#### The exercise:
Reproduce verbatim the final portion of the material below, from the line containing "Please return the segmentation of every instance of the red" through its last line, and nothing else.

※

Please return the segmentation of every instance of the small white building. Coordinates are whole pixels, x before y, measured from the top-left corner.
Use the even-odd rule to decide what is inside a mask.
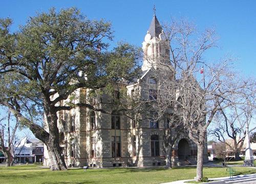
[[[14,146],[14,154],[17,155],[15,164],[43,162],[44,145],[39,140],[28,140],[24,137]]]
[[[212,143],[211,145],[207,145],[208,159],[209,160],[213,160],[214,158],[216,157],[215,152],[215,144]]]

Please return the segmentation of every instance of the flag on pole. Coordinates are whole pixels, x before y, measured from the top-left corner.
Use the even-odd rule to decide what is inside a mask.
[[[97,50],[99,53],[101,52],[101,47],[99,44],[97,46]]]
[[[204,67],[202,67],[202,68],[200,70],[200,74],[202,74],[204,73]]]

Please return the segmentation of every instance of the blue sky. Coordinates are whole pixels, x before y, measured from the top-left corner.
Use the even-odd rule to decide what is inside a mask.
[[[215,28],[218,49],[207,54],[214,62],[226,54],[237,58],[243,75],[255,76],[256,70],[256,1],[1,1],[0,17],[13,19],[12,31],[25,24],[36,12],[75,7],[90,19],[111,21],[115,31],[113,44],[125,41],[141,47],[153,15],[155,5],[160,23],[170,17],[185,17],[200,30]],[[217,57],[218,56],[218,57]]]
[[[218,51],[208,53],[214,61],[226,54],[238,58],[237,68],[246,75],[256,69],[256,1],[2,1],[0,17],[12,18],[12,30],[36,12],[76,7],[90,19],[112,22],[115,40],[141,47],[153,15],[161,22],[185,17],[200,30],[214,26],[219,37]]]

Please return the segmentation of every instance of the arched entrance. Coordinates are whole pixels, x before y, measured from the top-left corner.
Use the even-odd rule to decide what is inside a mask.
[[[185,139],[181,139],[178,144],[178,157],[179,160],[187,159],[189,156],[189,145]]]

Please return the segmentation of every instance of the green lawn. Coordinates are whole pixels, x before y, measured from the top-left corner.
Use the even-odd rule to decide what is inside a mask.
[[[237,174],[256,173],[256,169],[234,168]],[[208,178],[228,176],[224,168],[205,168]],[[51,171],[35,166],[0,167],[0,183],[159,183],[193,179],[196,168],[163,168],[73,169]]]

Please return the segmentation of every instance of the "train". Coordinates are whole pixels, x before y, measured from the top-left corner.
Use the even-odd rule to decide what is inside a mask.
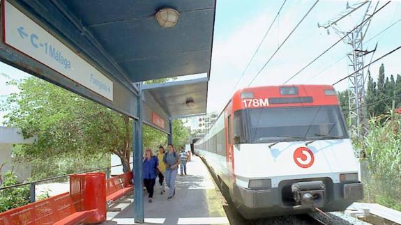
[[[332,86],[239,90],[193,148],[246,219],[341,211],[363,198]]]

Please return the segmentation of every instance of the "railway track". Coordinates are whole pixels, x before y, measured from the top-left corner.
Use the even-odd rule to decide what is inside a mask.
[[[298,215],[296,215],[295,217],[299,219],[305,221],[308,224],[314,224],[314,225],[328,225],[328,224],[330,224],[330,223],[328,222],[324,222],[321,221],[321,219],[317,219],[317,218],[316,218],[313,216],[311,216],[310,215],[308,215],[308,214]]]

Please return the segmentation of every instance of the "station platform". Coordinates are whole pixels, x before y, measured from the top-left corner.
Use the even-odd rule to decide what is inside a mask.
[[[144,191],[145,224],[229,224],[223,208],[225,200],[220,192],[207,167],[195,156],[187,163],[188,176],[180,176],[176,184],[176,195],[167,200],[160,194],[156,180],[153,203],[148,202]],[[107,212],[107,220],[102,224],[137,224],[134,222],[134,199],[128,197],[113,205],[119,212]]]

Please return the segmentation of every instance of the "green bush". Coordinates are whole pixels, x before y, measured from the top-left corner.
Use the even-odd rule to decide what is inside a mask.
[[[17,185],[17,176],[8,171],[4,174],[4,182],[1,187]],[[28,185],[6,189],[0,191],[0,212],[27,205],[29,203]]]
[[[401,210],[401,121],[391,114],[372,118],[363,143],[368,164],[365,200]]]

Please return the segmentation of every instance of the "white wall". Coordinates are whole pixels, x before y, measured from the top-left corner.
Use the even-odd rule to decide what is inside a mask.
[[[24,162],[14,162],[12,157],[13,145],[17,143],[32,143],[37,137],[24,139],[20,128],[0,127],[0,166],[4,164],[0,173],[13,170],[20,182],[31,177],[31,165]]]
[[[26,163],[13,162],[11,157],[13,151],[12,143],[0,143],[0,166],[4,164],[0,173],[4,174],[7,171],[13,170],[17,175],[17,180],[23,182],[31,177],[31,165]],[[2,177],[3,178],[3,177]]]

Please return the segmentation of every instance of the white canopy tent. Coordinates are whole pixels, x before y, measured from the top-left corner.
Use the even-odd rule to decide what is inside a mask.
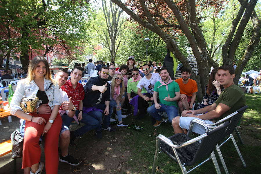
[[[242,74],[244,74],[245,75],[245,78],[246,78],[246,77],[247,74],[252,74],[252,73],[255,73],[256,74],[259,74],[260,73],[258,71],[255,71],[255,70],[249,70],[249,71],[246,72],[242,72]]]

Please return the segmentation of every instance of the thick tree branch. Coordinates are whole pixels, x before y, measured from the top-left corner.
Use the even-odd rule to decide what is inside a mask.
[[[222,57],[223,60],[226,60],[228,57],[228,50],[229,45],[230,44],[230,43],[231,42],[233,37],[234,36],[234,34],[237,28],[237,26],[238,26],[238,24],[240,21],[240,19],[241,19],[242,15],[243,15],[245,9],[246,8],[247,3],[247,0],[242,0],[243,1],[242,3],[241,6],[240,7],[239,10],[238,11],[238,13],[236,17],[232,21],[231,28],[230,29],[230,31],[229,31],[229,33],[226,38],[226,41],[222,47]],[[224,64],[227,64],[228,62],[224,63]]]
[[[245,12],[241,19],[240,23],[238,26],[238,28],[237,30],[234,39],[230,44],[230,46],[229,49],[228,56],[229,61],[227,62],[228,64],[232,64],[233,62],[236,50],[238,46],[243,33],[245,30],[245,28],[252,14],[252,12],[254,10],[254,8],[257,2],[257,0],[251,0],[246,8]]]

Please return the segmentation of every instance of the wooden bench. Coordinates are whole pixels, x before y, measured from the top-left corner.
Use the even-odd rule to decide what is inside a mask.
[[[12,142],[11,139],[6,141],[0,143],[0,157],[4,156],[12,151]],[[16,174],[16,159],[14,160],[14,172]]]
[[[8,117],[8,122],[9,123],[12,122],[12,115],[10,113],[10,110],[4,110],[0,112],[0,119]],[[2,123],[0,120],[0,125],[2,125]]]

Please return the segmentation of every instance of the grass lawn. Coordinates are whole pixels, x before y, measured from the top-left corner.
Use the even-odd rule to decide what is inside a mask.
[[[258,169],[261,166],[261,94],[246,94],[246,109],[242,117],[240,126],[238,128],[245,145],[237,142],[238,145],[245,162],[247,167],[244,168],[241,163],[232,141],[229,140],[221,148],[225,161],[230,173],[259,173]],[[155,150],[156,136],[162,134],[167,137],[174,134],[169,123],[162,124],[157,127],[153,126],[150,118],[146,120],[136,121],[132,117],[126,119],[128,123],[132,122],[144,127],[142,132],[128,129],[122,146],[131,152],[129,160],[126,165],[129,166],[122,173],[151,173]],[[238,139],[235,134],[236,141]],[[221,172],[224,173],[220,162],[217,153],[216,156]],[[178,164],[164,153],[160,154],[157,166],[157,173],[181,173]],[[213,163],[210,160],[191,172],[192,173],[216,173]]]

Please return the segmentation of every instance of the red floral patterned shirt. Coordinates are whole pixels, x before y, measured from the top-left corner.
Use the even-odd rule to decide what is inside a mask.
[[[68,97],[72,97],[72,101],[73,104],[76,106],[76,109],[79,109],[80,101],[84,98],[84,91],[82,85],[77,83],[76,88],[74,89],[70,80],[69,80],[62,86],[61,89],[67,93]]]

※

#### Complete output:
Please return the segmentation of every instance of the red floral patterned shirt. Coordinates are whole pixels, x before y, measured from the top-left corner.
Use the even-odd rule to decide what is inside a mask.
[[[68,97],[72,97],[72,101],[73,104],[76,106],[76,109],[79,109],[80,101],[84,98],[84,91],[82,85],[77,83],[76,88],[74,89],[70,80],[69,80],[62,86],[61,89],[67,93]]]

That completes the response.